--- START ---

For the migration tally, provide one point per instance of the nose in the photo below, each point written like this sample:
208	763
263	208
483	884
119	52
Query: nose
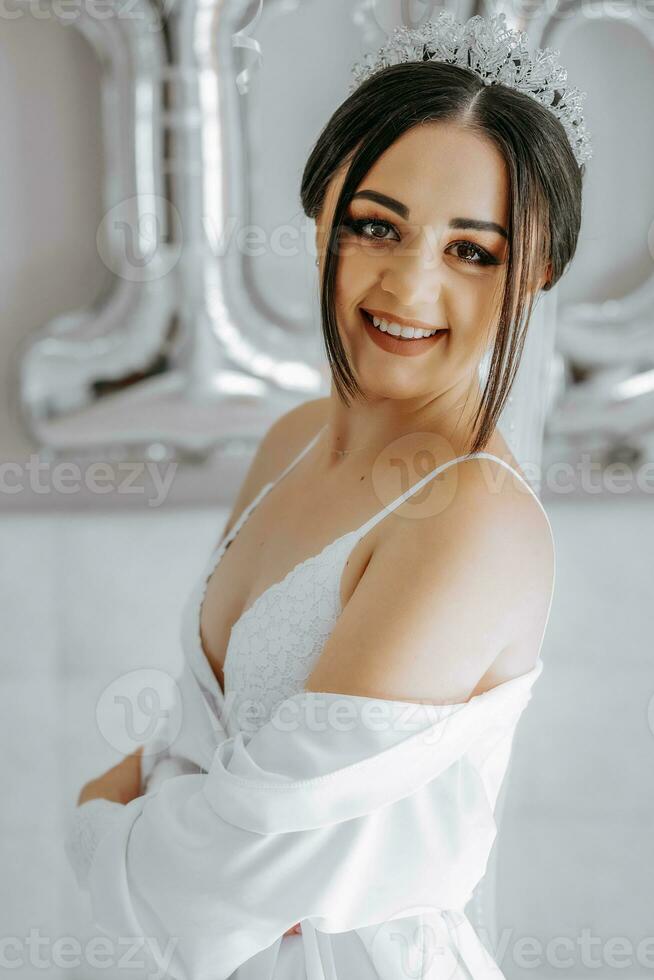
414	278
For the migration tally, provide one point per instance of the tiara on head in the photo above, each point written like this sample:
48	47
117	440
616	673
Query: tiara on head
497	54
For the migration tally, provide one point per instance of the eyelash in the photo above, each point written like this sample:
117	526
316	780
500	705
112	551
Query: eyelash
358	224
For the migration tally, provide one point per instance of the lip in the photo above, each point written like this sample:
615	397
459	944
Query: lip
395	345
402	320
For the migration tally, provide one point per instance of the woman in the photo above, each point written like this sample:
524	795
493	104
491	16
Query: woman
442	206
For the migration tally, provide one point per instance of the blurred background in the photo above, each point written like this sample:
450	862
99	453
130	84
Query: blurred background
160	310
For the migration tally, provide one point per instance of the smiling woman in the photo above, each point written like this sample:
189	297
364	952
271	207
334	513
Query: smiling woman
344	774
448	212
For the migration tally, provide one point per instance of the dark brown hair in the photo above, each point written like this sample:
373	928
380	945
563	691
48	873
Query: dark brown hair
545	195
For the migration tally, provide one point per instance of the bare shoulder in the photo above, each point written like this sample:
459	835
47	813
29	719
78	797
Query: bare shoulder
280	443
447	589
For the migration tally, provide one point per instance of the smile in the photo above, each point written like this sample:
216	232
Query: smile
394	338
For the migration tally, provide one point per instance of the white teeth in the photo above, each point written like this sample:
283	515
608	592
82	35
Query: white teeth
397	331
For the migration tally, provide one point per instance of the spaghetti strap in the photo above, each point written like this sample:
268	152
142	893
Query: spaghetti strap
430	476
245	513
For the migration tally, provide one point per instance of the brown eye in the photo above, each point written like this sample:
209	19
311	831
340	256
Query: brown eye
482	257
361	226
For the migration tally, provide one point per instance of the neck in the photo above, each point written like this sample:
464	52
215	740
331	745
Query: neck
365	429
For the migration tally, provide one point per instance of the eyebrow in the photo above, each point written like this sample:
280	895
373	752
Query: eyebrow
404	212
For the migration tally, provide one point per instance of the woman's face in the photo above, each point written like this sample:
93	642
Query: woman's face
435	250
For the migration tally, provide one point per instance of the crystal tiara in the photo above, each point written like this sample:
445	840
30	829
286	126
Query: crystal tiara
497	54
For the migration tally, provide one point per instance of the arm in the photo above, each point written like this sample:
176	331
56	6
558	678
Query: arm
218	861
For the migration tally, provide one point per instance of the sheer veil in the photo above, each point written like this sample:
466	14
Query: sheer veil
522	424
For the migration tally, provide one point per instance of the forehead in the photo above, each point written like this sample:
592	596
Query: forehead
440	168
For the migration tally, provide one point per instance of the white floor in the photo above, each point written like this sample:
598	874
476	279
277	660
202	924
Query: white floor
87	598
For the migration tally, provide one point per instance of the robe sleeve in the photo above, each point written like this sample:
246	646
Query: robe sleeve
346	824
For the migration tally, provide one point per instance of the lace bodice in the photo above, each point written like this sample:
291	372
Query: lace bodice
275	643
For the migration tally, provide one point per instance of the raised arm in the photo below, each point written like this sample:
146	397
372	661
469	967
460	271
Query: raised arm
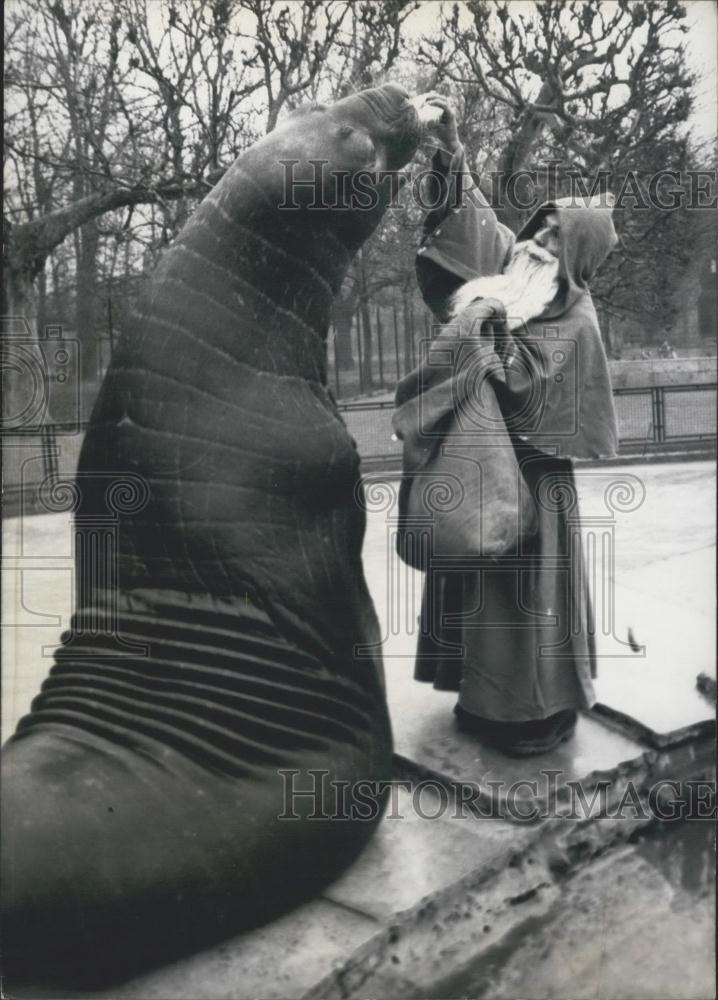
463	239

--- END ---

→ Work order
Wherever the word "below" appears in the listing above, copy the whole line.

→ Exercise response
For the migration tally, provide one point per instance of the nose in the photo below, each point written like this sample:
For the migration tally, provide one point per instance of the raised arm in the photo below, each point written like this sample:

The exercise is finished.